◆ About this exercise
Return exactly the lines below, starting with the one that has "Query: thin dry stick" and going on through the one that has "Reviewer note: every instance of the leaning".

Excerpts from a dataset:
►

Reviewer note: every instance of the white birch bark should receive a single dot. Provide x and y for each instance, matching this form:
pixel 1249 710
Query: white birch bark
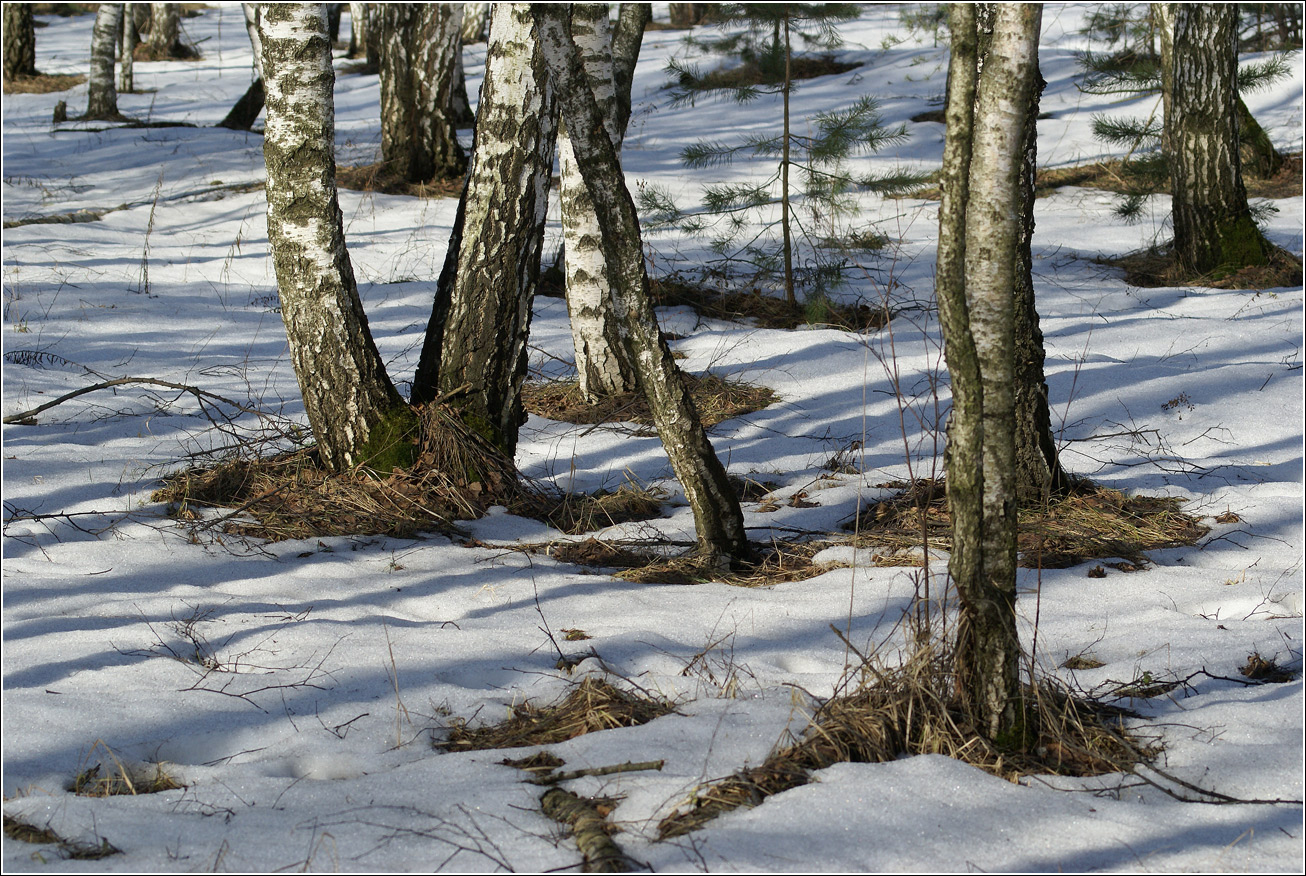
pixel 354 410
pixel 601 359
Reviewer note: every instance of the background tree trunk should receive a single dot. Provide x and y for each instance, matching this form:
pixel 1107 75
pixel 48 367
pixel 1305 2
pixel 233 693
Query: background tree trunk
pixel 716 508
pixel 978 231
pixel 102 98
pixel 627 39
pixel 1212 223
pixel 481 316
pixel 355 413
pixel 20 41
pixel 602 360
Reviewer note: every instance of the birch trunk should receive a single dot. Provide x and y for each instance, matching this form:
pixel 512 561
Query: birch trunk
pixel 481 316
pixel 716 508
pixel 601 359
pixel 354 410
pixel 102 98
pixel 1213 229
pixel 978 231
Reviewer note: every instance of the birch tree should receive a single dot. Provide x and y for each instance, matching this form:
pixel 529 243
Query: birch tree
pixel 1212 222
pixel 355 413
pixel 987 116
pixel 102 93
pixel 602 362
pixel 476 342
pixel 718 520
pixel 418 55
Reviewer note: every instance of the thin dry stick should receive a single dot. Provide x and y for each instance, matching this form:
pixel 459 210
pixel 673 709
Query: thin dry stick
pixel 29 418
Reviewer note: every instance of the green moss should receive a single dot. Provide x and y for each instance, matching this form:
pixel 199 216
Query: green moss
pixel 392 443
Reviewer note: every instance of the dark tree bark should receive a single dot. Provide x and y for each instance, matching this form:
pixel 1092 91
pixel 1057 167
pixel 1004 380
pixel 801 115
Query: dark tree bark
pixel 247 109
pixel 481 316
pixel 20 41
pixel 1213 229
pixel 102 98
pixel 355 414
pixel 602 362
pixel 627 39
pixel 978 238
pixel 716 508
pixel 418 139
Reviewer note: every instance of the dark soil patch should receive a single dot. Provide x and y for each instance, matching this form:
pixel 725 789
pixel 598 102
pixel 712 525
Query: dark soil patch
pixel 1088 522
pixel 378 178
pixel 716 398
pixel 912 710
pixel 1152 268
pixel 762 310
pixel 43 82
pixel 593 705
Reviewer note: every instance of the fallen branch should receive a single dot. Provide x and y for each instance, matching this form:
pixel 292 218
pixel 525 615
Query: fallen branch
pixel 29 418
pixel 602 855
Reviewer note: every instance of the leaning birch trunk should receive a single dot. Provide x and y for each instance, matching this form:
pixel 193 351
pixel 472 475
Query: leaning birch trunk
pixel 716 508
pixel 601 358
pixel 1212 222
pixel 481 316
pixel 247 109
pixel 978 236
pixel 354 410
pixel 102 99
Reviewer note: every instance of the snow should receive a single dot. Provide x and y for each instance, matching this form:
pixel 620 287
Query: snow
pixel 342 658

◄
►

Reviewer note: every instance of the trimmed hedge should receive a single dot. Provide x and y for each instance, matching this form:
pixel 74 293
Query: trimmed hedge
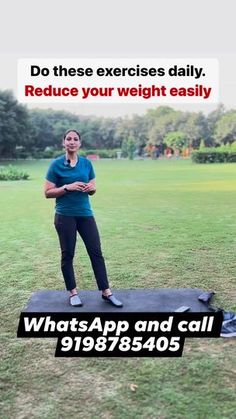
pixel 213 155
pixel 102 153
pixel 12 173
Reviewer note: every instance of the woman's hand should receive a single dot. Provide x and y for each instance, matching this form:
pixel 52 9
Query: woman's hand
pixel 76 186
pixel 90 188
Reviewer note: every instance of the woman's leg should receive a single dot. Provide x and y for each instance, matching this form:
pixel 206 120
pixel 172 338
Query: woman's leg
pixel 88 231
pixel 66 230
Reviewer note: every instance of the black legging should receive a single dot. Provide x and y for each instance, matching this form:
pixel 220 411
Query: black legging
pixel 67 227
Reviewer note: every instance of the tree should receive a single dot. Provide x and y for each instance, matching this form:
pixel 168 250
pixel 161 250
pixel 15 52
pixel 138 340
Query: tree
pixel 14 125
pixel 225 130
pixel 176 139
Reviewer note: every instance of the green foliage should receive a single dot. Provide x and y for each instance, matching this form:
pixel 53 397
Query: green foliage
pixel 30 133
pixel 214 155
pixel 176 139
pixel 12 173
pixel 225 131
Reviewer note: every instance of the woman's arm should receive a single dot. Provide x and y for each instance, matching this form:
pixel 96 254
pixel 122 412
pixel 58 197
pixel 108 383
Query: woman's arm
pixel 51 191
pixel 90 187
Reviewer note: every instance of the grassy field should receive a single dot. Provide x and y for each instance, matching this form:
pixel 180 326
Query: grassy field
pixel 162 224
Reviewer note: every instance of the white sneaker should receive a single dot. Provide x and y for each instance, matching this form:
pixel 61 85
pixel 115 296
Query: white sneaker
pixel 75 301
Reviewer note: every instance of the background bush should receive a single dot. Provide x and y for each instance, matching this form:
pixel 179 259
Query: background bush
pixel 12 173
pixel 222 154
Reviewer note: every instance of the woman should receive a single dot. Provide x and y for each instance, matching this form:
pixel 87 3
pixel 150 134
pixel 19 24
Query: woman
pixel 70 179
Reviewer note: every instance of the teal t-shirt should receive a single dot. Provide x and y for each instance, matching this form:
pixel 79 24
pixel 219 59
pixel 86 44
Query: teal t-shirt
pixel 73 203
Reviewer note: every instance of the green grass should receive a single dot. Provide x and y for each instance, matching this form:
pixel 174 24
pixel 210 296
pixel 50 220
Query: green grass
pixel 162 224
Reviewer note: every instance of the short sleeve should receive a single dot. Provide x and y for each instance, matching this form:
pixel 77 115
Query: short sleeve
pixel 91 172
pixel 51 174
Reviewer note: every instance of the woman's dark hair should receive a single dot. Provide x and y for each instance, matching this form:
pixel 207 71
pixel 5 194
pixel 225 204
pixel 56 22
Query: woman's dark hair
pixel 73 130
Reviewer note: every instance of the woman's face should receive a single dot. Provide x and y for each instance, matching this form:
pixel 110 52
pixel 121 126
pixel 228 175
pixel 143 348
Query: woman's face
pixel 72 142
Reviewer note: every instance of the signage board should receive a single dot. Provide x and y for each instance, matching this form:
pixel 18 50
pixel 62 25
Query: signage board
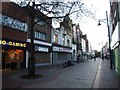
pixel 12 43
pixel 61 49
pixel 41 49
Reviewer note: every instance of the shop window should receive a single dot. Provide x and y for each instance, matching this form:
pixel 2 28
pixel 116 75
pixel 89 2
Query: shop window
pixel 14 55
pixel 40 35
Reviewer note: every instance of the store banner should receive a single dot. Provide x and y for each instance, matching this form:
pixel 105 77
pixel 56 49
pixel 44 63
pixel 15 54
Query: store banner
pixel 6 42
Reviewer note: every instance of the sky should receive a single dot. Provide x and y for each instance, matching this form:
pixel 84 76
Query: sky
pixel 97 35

◄

◆ Written answer
Query: thin dry stick
pixel 29 418
Reviewer note: every instance of the green moss should receive a single dot. Provide x and y for each instance, matching this form:
pixel 199 216
Query: green moss
pixel 392 443
Reviewer note: every instance of the dark tree bark should receive a single dot. Provide x and y for each instance, matching this form:
pixel 1092 91
pixel 1057 167
pixel 1004 380
pixel 801 115
Query: dark tree bark
pixel 247 109
pixel 481 316
pixel 20 41
pixel 1213 229
pixel 102 98
pixel 355 414
pixel 602 362
pixel 627 39
pixel 978 238
pixel 716 508
pixel 418 139
Reviewer note: every instance of the dark soil patch should receive a single dot. Provide x and y for each instance, matching this form:
pixel 725 789
pixel 598 102
pixel 712 525
Query: dark soil patch
pixel 1088 522
pixel 378 178
pixel 716 398
pixel 912 710
pixel 1152 268
pixel 762 310
pixel 43 82
pixel 593 705
Reviewer note: every instance of the fallen branch should receive a single dot. Provide x and y for each instance, matching this form:
pixel 292 218
pixel 525 615
Query: fallen branch
pixel 29 418
pixel 602 855
Reviewer note: every instance of the leaning birch trunk should receive a single dot. Provide x and y for each instance, matching this form:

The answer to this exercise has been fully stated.